■ **Records provided**:
"""

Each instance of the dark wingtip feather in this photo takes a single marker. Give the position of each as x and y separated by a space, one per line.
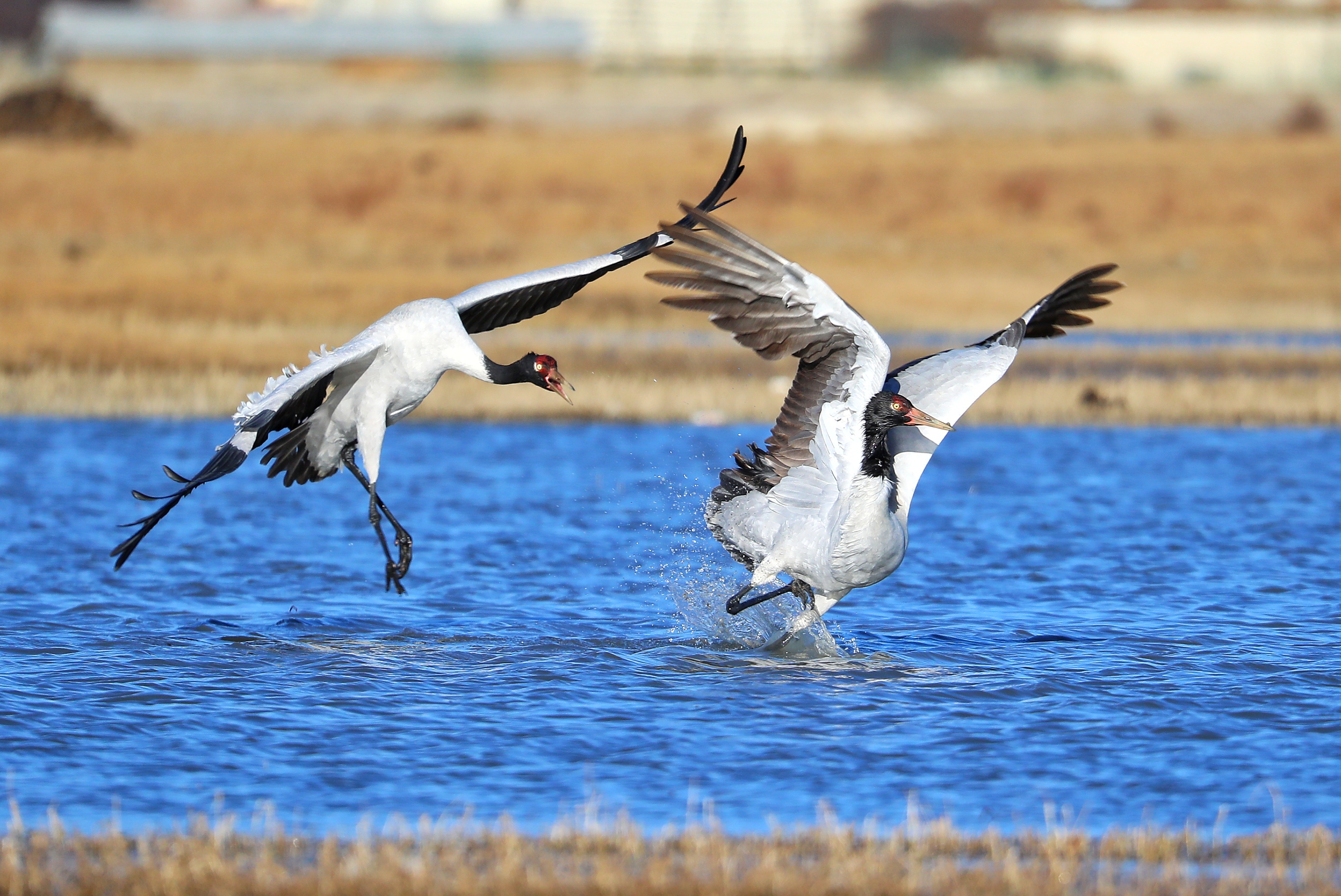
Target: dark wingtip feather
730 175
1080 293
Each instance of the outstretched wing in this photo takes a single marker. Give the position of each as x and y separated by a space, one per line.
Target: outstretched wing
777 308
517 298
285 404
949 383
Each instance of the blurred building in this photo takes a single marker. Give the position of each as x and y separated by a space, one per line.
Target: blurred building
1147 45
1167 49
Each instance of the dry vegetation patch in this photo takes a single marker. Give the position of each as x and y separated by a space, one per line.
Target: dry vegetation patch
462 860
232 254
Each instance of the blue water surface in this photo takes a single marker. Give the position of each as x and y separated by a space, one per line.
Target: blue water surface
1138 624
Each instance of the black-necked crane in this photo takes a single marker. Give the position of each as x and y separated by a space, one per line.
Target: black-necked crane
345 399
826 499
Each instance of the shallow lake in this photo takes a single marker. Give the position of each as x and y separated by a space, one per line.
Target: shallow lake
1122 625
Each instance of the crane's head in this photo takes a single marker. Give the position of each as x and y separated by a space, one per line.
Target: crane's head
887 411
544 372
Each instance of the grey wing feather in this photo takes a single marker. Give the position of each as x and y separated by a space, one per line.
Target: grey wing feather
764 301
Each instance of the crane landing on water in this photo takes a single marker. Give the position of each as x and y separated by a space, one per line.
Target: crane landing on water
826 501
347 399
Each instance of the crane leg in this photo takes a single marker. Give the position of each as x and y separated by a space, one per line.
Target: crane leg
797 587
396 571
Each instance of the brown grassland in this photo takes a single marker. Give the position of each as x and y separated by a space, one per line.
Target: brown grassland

"""
"""

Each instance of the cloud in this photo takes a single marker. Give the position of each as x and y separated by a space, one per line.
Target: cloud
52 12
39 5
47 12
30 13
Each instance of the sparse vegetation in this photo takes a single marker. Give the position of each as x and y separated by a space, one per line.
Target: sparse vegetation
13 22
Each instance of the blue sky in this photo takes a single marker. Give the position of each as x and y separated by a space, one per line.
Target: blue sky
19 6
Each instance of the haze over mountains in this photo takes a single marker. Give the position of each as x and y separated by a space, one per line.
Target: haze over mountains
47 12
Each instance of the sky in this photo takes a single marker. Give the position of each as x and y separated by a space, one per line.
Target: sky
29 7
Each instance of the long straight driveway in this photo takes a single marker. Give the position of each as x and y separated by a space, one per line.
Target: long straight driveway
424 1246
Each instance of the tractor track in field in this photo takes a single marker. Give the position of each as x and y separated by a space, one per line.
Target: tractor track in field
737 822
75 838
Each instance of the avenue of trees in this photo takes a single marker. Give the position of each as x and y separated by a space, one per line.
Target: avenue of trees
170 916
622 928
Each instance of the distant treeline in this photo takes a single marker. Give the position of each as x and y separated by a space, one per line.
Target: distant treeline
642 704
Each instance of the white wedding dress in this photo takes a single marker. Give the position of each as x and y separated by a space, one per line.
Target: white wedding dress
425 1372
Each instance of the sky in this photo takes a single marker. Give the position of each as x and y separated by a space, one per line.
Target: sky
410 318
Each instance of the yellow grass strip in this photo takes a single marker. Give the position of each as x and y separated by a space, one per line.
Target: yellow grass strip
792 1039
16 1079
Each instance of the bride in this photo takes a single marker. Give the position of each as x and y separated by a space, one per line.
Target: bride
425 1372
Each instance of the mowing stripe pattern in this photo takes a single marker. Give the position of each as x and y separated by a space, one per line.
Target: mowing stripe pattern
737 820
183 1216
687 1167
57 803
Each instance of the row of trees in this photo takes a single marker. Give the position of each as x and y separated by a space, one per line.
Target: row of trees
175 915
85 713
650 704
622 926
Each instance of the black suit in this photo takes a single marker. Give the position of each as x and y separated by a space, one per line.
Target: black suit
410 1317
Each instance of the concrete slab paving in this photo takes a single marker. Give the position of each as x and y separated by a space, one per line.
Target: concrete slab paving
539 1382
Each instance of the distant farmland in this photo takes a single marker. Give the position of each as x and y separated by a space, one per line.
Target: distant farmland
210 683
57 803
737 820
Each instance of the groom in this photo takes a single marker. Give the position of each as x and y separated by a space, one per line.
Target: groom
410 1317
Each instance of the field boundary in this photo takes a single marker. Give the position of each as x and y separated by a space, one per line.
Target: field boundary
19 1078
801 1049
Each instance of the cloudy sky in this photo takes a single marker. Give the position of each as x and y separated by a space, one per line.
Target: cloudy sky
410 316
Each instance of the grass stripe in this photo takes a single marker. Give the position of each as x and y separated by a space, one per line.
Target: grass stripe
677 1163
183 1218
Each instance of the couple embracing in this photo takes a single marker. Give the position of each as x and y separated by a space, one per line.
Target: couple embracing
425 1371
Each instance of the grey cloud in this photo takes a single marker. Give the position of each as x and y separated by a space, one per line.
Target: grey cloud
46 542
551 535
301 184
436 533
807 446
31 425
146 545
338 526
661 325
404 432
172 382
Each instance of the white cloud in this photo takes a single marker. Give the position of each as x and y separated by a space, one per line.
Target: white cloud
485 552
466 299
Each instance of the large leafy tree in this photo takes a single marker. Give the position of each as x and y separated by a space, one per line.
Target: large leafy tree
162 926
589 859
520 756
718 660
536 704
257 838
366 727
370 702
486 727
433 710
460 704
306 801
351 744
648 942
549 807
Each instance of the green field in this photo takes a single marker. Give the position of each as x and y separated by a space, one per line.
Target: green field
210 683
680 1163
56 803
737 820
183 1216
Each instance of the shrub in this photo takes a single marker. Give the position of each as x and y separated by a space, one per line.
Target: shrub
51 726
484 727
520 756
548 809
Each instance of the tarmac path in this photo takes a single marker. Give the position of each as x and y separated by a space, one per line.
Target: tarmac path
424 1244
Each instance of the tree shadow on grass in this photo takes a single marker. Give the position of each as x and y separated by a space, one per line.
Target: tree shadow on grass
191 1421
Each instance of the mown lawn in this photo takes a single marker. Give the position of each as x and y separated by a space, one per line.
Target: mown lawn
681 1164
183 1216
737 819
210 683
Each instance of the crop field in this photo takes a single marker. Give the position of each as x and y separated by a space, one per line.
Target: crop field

"""

■ **What you have to do**: Proceeding from the line containing "Each instance of the large" through the line containing "Target: crop field", transcribe the lines above exactly, both end lines included.

■ **Exercise result**:
Each instance of the large leafy tree in this photo takes a single marker. Give the position of each as x and y separated by a space, one per line.
Target: large leafy tree
162 926
589 859
520 756
718 660
536 704
257 838
366 727
370 702
486 727
433 710
460 704
306 801
351 744
648 942
549 807
Each instance of the green field in this photo takes a single marker. Give the position of each as x and y separated by a space, one per line.
Target: green field
210 683
680 1163
56 803
737 820
183 1216
Each instance of the shrub in this photo takes a single marker. Give the position of each as x and y separated by a space, one per line.
Target: shrub
51 726
484 727
520 756
548 809
Each instance of the tarmac path in this photo takes a single marker. Give the position of each as x and y separated by a space, one per line.
Target: tarmac path
424 1244
Each instance of the tree shadow on grass in this photo takes a single marker. Give the position of each as x and y separated by a space, one per line.
Target: tree shadow on grass
191 1421
Each instance of the mown lawn in this photo takes a single marker. Give the position of each as x and y separated by a space, one per line.
Target: mown lawn
681 1164
183 1216
737 819
210 683
Each instance of the crop field in this photo takes a single marker. Give the position of each as x and y separated by a space, one per line.
Target: crop field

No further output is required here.